## What to do
(A) From the passage about the anechoic chamber, extract the text from "I have done" up to and including "on around you.".
(B) Write what comes next in the first-person account of being inside Microsoft's anechoic chamber, picking up after its final sentence.

## Passage to read
====

Von Fuchs then asked everybody in the chamber to be as quiet as possible.

In total silence, my ears started to ring, which is slightly disconcerting and somewhat worrying – as there is nothing to cause the ringing. If you close your eyes, the feeling is intensified and you can become nauseous.

The ringing in my ears, von Fuchs explains, is essentially my brain trying to keep me alive. With no sound whatsoever, my brain concocted the ringing as I was suffering from sensory deprivation.

The room has been certified by Guinness World Records as the quietest room in the world, so it is no wonder that I felt a little bit uneasy on my feet just before we left.

It is also said that the record for someone who stayed in an anechoic chamber the longest is 45 minute (in Orfield Laboratories in Minnesota), and I completely  believe that.

I have done some weird things in my life, but being in Microsoft’s anechoic chamber definitely ranks up there in the top 10.

There really is no way to effectively describe what your mind goes through when inside, only that it could possibly drive you insane in the pursuit to normalise what is going on around you.

====

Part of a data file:
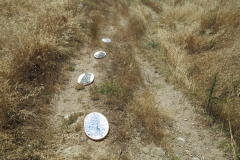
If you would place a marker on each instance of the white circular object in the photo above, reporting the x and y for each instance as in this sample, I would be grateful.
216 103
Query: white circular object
106 40
99 54
96 126
85 78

====

## Results
(A)
I have done some weird things in my life, but being in Microsoft’s anechoic chamber definitely ranks up there in the top 10.

There really is no way to effectively describe what your mind goes through when inside, only that it could possibly drive you insane in the pursuit to normalise what is going on around you.

(B)
To put it in perspective, adults breathe at 10dB and rustling leaves clock in at 20dB. Microsoft’s anechoic chamber has the lowest sound levels ever recorded at -20dB, and the only thing quieter is Brownian Motion, the movement of particles in a gas or liquid.

So in theory, with sounds levels of -20dB you should be able to hear the blood pumping through your head.

At a cost of $1.5 million, its construction wasn’t easy. The chamber is isolated from the rest of the building’s foundation, and the lighting and air systems are housed outside the walls to prevent any noise pollution. Oh, and there is no floor. People who enter the chamber can’t wear anything with heels, as you walk on a mesh-like material.

I wonder what band practice would sound like?